Spatial localization data:
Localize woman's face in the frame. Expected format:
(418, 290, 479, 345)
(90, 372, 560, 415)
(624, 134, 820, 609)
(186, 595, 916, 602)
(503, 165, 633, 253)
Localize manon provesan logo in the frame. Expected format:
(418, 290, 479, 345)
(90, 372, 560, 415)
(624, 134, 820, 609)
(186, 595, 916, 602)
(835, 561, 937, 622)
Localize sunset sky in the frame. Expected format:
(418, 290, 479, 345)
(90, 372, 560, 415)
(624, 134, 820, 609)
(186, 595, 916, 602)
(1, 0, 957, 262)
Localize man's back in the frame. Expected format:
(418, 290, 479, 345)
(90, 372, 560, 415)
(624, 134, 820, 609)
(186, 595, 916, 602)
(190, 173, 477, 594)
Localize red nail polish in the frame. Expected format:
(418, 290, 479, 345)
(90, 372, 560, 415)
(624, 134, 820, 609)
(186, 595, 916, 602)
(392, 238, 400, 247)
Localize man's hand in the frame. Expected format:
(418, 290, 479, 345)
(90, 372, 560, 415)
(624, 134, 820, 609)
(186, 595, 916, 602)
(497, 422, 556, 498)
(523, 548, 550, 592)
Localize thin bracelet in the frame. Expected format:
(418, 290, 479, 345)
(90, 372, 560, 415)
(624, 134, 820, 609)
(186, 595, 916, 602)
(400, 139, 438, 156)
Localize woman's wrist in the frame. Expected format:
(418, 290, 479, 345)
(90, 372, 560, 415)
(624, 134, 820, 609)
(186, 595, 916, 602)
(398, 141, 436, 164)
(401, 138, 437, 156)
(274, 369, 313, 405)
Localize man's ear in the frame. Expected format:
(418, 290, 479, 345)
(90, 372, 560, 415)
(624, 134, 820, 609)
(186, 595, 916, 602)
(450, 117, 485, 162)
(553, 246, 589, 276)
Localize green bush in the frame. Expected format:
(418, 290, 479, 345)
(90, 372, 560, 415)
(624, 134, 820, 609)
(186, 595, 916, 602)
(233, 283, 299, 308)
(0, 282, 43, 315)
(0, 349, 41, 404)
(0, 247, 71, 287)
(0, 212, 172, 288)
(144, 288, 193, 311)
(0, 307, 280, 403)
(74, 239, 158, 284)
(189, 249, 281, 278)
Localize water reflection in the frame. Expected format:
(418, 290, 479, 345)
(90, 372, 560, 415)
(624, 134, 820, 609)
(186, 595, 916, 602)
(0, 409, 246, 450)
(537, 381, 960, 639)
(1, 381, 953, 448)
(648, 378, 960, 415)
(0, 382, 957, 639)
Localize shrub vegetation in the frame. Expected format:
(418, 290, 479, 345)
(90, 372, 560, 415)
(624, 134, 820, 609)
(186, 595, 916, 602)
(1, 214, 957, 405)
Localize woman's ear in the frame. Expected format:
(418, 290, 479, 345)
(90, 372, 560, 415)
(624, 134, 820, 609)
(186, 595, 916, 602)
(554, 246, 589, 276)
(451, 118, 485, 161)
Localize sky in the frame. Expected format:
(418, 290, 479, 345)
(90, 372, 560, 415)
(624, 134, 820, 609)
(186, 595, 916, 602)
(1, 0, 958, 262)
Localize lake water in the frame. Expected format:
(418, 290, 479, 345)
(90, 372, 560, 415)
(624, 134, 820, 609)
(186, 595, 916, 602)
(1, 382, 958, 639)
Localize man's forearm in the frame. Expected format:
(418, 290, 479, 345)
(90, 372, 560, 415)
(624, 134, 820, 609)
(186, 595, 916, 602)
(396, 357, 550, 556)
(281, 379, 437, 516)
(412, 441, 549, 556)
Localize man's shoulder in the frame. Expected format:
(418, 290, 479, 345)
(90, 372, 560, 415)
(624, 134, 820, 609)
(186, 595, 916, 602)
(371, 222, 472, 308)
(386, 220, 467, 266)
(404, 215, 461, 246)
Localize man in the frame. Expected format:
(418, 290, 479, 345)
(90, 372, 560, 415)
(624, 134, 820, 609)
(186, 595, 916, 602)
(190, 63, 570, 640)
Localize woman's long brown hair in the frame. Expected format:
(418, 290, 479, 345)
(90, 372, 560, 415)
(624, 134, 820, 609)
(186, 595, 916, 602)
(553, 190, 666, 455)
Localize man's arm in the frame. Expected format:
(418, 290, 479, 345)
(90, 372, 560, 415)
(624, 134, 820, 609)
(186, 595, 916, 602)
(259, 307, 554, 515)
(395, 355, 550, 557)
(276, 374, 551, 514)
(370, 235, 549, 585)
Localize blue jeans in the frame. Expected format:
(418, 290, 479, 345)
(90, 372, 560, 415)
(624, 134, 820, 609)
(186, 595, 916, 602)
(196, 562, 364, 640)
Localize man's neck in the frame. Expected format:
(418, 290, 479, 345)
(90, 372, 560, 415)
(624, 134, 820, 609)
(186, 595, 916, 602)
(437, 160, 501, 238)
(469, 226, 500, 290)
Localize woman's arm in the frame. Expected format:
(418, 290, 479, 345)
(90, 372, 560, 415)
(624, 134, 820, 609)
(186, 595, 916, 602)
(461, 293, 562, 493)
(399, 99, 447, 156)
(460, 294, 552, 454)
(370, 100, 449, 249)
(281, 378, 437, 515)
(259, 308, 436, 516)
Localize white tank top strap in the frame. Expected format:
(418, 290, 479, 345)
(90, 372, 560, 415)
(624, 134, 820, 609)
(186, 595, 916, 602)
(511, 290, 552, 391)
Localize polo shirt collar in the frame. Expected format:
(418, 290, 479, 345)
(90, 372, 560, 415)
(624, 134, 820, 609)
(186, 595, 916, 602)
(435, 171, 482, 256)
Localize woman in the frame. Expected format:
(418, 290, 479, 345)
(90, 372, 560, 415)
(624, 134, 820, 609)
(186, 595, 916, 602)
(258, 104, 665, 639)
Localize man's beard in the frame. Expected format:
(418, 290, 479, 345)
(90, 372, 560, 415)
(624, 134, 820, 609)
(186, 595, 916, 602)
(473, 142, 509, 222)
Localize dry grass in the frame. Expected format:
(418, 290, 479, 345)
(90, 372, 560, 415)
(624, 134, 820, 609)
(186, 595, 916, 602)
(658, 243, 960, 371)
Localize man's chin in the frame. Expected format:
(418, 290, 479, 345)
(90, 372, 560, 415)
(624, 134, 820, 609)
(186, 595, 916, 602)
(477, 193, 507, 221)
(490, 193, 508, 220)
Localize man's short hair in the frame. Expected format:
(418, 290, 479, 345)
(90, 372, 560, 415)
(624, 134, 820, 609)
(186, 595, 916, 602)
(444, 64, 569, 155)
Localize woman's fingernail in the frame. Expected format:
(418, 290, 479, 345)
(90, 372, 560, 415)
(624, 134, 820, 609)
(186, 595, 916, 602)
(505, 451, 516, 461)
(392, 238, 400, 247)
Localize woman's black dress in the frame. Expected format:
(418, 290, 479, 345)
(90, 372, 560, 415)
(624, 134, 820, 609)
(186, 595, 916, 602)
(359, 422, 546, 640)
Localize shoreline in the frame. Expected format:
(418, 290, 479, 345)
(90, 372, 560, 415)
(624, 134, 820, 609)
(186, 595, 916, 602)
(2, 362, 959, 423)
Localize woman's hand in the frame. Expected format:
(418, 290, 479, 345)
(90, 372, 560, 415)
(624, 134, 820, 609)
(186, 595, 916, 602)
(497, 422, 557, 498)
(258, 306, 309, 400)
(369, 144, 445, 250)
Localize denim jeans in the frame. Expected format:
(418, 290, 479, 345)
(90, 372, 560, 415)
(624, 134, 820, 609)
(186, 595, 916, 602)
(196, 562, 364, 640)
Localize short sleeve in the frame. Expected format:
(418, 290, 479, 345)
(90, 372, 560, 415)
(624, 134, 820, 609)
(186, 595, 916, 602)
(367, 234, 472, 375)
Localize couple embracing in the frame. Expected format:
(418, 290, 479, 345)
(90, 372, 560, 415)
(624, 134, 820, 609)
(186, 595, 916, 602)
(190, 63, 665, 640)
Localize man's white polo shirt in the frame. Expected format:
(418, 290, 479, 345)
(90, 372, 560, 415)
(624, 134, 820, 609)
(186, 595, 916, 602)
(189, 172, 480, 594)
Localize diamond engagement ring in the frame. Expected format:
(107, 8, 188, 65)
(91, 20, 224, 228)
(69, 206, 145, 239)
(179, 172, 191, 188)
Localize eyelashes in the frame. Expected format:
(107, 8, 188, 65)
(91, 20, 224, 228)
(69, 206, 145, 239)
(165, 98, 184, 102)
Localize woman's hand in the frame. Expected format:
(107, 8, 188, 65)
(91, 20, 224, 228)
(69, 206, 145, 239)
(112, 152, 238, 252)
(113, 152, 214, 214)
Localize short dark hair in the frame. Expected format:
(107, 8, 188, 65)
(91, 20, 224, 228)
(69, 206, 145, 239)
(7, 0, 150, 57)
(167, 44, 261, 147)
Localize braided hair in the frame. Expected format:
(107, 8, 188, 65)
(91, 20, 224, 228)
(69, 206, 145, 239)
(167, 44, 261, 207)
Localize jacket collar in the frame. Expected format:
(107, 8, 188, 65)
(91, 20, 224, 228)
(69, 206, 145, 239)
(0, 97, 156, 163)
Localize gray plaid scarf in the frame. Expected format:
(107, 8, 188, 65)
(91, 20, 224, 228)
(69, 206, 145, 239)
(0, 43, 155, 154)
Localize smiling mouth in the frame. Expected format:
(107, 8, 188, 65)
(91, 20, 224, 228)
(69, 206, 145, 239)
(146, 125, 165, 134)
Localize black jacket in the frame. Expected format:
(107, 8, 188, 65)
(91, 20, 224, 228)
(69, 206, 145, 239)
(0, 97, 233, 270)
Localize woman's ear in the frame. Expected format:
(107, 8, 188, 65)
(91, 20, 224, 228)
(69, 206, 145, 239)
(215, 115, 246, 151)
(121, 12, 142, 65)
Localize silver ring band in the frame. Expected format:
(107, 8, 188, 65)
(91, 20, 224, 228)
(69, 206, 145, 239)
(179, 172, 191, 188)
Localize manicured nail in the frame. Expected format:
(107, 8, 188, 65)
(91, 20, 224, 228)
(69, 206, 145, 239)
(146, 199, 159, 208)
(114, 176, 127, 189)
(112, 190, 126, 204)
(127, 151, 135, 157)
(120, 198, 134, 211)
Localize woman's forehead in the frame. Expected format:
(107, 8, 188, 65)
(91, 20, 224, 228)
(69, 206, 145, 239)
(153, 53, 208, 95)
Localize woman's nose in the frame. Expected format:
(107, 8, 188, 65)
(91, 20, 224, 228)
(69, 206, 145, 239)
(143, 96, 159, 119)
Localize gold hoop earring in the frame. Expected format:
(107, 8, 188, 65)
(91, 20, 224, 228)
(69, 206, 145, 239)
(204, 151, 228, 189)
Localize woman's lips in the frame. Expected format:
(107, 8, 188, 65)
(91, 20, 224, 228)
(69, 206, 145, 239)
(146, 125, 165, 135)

TASK PROMPT:
Wherever a line of the entries holds the string "black", copy that line.

EXERCISE ANSWER:
Localize woman's black dress in the frame. Expected format:
Localize black jacket in the frame. Expected format:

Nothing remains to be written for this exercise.